** Records for this exercise **
□ □ □ □

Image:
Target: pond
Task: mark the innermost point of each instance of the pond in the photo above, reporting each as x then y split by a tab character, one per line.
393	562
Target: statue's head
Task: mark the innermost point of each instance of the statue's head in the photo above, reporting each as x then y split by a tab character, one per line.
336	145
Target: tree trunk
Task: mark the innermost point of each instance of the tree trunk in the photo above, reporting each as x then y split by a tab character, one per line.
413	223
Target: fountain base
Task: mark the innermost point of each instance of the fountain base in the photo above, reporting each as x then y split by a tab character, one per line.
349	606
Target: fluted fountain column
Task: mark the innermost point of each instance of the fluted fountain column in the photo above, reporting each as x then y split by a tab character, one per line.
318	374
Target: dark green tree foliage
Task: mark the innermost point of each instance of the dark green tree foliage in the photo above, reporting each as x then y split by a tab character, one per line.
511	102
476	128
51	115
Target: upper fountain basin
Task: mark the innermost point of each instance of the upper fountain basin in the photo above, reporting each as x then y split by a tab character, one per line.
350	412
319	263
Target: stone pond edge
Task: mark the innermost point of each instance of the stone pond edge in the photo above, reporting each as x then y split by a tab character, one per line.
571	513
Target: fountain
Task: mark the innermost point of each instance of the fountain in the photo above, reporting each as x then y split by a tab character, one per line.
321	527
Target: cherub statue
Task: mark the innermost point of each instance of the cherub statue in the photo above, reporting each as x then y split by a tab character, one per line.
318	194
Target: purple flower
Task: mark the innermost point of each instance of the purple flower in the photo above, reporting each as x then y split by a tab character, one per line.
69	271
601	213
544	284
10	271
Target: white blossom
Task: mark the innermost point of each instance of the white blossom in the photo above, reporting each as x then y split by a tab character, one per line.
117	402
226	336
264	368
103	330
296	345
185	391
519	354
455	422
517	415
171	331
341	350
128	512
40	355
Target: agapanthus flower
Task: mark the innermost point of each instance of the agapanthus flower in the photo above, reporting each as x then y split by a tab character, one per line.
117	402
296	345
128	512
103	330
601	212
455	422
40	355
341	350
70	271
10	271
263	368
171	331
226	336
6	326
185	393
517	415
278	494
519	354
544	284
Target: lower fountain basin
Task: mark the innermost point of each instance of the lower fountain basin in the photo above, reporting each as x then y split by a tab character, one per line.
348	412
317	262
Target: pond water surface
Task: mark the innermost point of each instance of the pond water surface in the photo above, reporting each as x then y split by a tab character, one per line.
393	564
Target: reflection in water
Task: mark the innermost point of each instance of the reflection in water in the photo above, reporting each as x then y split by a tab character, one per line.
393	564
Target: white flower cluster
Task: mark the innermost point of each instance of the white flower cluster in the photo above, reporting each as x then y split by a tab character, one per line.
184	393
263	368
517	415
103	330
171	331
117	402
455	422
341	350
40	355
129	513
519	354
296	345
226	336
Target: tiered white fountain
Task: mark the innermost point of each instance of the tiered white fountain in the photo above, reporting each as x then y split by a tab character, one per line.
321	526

□ □ □ □

** Aim **
Copy all of the entries above, swapping "innermost point" for "central point" at every occurrence and keeping everything else intact.

** Written response **
Image:
Target: pond
Task: mark the central point of each instance of the pond in the photo above, reporting each as x then y split by a tab character, one per line.
393	562
Target: statue's head
Task: mark the central point of each instance of the statue's head in the photo above, reporting each as x then y split by a tab character, one per line.
336	145
Target: tree trunk
Task: mark the central point of each instance of the tree trunk in the photo above, reporting each as x then y split by a tab character, one per line.
413	223
Target: fountain base
Task: mark the central point of each instance of the fountain base in the photo above, reporting each as x then y split by a tab character, one per line.
349	606
Target: fluted fountain column
Task: mark the central point of each instance of the fluted fountain column in the photo above, reporting each as x then y split by a tab character, one per line.
318	374
Target: dark green tree foliage
Task: mark the central point of each instance of the dark green tree foliage in the photo above, reporting each as x then y split by a tab character, one per line.
511	102
476	128
51	115
Target: upper fountain basin
Task: mark the central point of each instance of the upper fountain basin in the photo above, reporting each as x then y split by a tab character, one per line.
350	412
319	263
Target: stone pond edge
Task: mark the central point of each instance of the stone pond edge in the photo above, reporting each as x then y split by a tab character, one per line.
571	513
Target: fountain
Task: mark the central point of each instance of the fountain in the photo above, reporting each as x then y split by a tab character, one per line.
321	527
Target: cherub statue
Task: mark the central point of each instance of the cherub statue in the photo above, reporting each as x then y split by a tab character, one per line.
318	194
Target: purple flower
Task: mark the central point of each instance of the purple flower in the photo above, reporting each as x then y split by a tab character, one per line.
69	271
601	213
544	284
10	271
Target: white blossom
Task: mark the central point of each instance of the white blossom in the photo above, reporting each as x then y split by a tab character, one per line.
117	402
226	336
264	368
103	330
296	345
185	391
519	354
455	422
517	415
171	331
341	350
128	512
40	355
Target: agapanthus flower
Task: mark the central point of each instance of the agapanthus flower in the photo above, reporting each as x then y split by a tab character, one per line.
117	402
296	345
128	512
103	330
601	212
455	422
40	355
341	350
70	271
10	271
263	368
171	331
226	336
6	326
185	393
517	415
278	494
519	354
544	284
Target: lower fountain basin
Task: mark the central point of each instance of the lower fountain basin in the photo above, reporting each as x then y split by a tab character, one per line.
348	412
317	262
Target: pond water surface
Task: mark the central point of each instance of the pond water surface in the photo above, reporting each as x then y split by a tab character, one per line.
393	564
Target: reflection in water
Task: mark the central point of each instance of the reflection in water in the photo above, reporting each as x then y split by a tab character, one per line.
393	564
Target: white flower cluster
Task: mark the central point of each instance of the white flower cluster in the photo above, reporting each as x then y split by a tab character, one per line.
184	393
263	368
517	415
103	330
171	331
117	402
455	422
341	350
40	355
129	513
519	354
296	345
226	336
Target: tiered white fountain
Task: mark the central point of each instance of the tiered white fountain in the photo above, reporting each as x then y split by a tab character, one per line.
321	526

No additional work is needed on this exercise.